# GIVEN TASK 1:
Rewrite everything in the Data entries from the line containing "Objective — drop one pin on each instance of the black" down to the end of the entries as a numbered list, leaving out blank lines.
-------- PASSAGE PROVIDED
# Visa for Nanny



## Janda88 (Aug 27, 2010)

We are visiting Greece for a long holiday (2 months). The Greek Embassy in Beijing (where we live) have refused a visa for our 8-month old baby's Filipinna nanny. The Greek consular official (who is very difficult and unhelpful) say there is no relevant visa category for a domestic employee.

Does anyone know whether this is true? It does not sound correct - we know many people who take their Filipina helpers to France, which is also a Schengen Agreement country.

If anyone has any helpful information we would be very grateful.

Many thanks!


----------



## nikokons (Aug 28, 2010)

maybe i am a bit naive but then why dont you apply for a tourist visa for her also? do you need to let the authorities know that she will work for you?

i



Janda88 said:


> We are visiting Greece for a long holiday (2 months). The Greek Embassy in Beijing (where we live) have refused a visa for our 8-month old baby's Filipinna nanny. The Greek consular official (who is very difficult and unhelpful) say there is no relevant visa category for a domestic employee.
> 
> Does anyone know whether this is true? It does not sound correct - we know many people who take their Filipina helpers to France, which is also a Schengen Agreement country.
> 
> ...


----------



## Bevdeforges (Nov 16, 2007)

Janda88 said:


> Does anyone know whether this is true? It does not sound correct - we know many people who take their Filipina helpers to France, which is also a Schengen Agreement country.


Schengen only applies to short-term (i.e. 90 day) tourist visas and the right of visa holders to visit multiple Schengen countries during their allotted time. The EU in their wisdom decided not to mess with the individual states' visa laws and requirements. I suspect that going with a tourist visa is the way to go.
Cheers,
Bev


----------
----------------
-------- RECORD SET
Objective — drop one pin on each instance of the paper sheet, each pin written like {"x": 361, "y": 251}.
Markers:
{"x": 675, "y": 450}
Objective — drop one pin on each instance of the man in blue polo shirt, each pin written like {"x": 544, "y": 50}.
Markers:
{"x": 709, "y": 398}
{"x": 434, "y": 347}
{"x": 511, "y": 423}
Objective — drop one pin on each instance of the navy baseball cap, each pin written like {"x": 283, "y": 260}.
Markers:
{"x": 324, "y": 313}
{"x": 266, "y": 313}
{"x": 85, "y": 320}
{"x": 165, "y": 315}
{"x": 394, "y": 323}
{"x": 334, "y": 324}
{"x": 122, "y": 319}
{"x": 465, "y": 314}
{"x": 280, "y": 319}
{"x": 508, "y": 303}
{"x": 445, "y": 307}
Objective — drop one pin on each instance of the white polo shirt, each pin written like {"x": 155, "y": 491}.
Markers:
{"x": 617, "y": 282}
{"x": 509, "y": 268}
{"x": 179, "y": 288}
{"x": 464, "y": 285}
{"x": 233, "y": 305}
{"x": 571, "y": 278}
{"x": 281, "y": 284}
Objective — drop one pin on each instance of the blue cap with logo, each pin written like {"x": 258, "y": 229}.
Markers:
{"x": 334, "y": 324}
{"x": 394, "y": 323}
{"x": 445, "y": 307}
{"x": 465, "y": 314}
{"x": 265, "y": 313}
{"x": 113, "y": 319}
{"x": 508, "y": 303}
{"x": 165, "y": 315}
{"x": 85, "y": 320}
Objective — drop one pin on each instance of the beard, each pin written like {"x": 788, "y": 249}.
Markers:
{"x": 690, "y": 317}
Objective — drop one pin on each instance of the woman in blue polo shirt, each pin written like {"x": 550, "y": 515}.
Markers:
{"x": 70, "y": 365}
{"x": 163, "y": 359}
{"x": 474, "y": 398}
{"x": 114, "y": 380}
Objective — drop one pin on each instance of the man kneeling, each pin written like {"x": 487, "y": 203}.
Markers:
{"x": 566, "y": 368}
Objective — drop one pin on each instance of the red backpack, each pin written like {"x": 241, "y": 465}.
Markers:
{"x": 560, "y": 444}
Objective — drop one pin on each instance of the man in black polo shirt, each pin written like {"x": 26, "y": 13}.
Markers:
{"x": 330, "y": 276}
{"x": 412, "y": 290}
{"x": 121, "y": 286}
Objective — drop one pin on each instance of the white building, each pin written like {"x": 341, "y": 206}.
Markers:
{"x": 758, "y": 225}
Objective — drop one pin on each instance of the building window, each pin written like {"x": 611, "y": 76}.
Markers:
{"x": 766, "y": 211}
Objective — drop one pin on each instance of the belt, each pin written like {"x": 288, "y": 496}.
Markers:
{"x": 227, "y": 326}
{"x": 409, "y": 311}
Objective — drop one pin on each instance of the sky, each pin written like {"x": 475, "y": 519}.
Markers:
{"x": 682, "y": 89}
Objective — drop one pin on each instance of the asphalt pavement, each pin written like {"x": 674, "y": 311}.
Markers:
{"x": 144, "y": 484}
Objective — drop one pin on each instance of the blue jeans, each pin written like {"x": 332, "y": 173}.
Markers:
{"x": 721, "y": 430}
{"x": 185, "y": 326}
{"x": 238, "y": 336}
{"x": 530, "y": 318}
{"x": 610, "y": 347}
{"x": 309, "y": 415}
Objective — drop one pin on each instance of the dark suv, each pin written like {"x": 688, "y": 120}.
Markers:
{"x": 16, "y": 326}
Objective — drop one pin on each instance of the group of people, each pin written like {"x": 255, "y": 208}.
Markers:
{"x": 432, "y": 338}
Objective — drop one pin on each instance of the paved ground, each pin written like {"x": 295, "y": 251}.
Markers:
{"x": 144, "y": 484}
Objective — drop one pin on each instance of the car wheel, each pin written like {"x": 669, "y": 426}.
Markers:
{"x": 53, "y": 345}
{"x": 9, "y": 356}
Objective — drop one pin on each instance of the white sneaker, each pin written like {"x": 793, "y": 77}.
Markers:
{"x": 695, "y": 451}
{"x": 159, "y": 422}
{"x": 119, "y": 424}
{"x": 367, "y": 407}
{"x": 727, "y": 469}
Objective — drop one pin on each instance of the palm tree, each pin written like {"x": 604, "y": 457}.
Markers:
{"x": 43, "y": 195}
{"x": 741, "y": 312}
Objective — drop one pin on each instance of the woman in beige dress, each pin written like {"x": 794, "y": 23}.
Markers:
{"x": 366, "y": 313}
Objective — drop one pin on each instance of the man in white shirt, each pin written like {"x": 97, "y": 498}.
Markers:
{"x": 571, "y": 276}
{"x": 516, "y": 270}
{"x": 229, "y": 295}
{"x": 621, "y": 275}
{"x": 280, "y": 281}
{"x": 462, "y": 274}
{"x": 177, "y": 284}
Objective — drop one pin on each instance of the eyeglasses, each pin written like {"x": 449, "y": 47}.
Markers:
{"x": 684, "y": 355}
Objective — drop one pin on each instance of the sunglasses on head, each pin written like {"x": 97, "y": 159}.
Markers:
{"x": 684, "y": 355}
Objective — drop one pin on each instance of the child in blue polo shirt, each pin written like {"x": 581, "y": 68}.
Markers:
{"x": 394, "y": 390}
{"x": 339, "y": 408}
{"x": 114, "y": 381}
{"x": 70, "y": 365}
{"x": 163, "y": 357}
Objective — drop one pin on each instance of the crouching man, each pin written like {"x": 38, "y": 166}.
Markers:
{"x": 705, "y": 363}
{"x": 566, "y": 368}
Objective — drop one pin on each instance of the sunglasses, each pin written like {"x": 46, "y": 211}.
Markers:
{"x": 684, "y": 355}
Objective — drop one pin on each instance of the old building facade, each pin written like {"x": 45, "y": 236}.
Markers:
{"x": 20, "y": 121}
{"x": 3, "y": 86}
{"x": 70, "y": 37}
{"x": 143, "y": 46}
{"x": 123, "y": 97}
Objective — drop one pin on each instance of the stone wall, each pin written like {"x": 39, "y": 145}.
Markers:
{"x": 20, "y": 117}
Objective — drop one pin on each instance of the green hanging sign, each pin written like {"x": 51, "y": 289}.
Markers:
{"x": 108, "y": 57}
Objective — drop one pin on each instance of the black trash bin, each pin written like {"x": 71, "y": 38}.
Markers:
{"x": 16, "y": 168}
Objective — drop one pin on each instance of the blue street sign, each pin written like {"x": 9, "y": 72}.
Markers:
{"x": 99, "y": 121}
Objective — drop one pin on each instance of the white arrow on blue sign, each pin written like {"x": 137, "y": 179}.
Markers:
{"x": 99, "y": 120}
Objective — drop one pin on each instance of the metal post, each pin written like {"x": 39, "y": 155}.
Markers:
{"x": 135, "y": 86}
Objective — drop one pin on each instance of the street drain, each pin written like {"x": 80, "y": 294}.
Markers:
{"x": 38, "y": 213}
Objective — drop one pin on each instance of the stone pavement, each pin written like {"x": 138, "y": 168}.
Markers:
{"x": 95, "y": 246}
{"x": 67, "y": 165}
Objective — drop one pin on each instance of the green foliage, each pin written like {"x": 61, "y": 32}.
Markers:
----------------
# GIVEN TASK 2:
Decide whether each statement agrees with the forum thread about a nanny's visa. Answer yes or no and quote the words that decide it.
(a) The family plans to spend two months in Greece.
(b) The Greek Embassy that refused the visa is in Beijing.
(c) Bev states that Schengen covers long-term residence visas.

# EXERCISE OUTPUT 1:
1. Objective — drop one pin on each instance of the black trash bin, each pin written like {"x": 71, "y": 38}.
2. Markers:
3. {"x": 16, "y": 168}
4. Objective — drop one pin on each instance of the blue street sign, each pin written like {"x": 9, "y": 72}.
5. Markers:
6. {"x": 99, "y": 121}
7. Objective — drop one pin on each instance of the white arrow on blue sign, each pin written like {"x": 137, "y": 179}.
8. Markers:
9. {"x": 99, "y": 120}
10. Objective — drop one pin on each instance of the metal post, each pin written like {"x": 39, "y": 155}.
11. Markers:
12. {"x": 135, "y": 86}
13. Objective — drop one pin on each instance of the street drain, each pin written like {"x": 80, "y": 294}.
14. Markers:
15. {"x": 38, "y": 213}
16. Objective — drop one pin on each instance of the stone pavement, each pin written like {"x": 138, "y": 168}.
17. Markers:
18. {"x": 95, "y": 246}
19. {"x": 67, "y": 165}
20. Objective — drop one pin on each instance of the green foliage, each pin written like {"x": 61, "y": 32}.
21. Markers:

# EXERCISE OUTPUT 2:
(a) Yes: "We are visiting Greece for a long holiday (2 months)."
(b) Yes: "The Greek Embassy in Beijing (where we live) have refused a visa"
(c) No: "Schengen only applies to short-term (i.e. 90 day) tourist visas"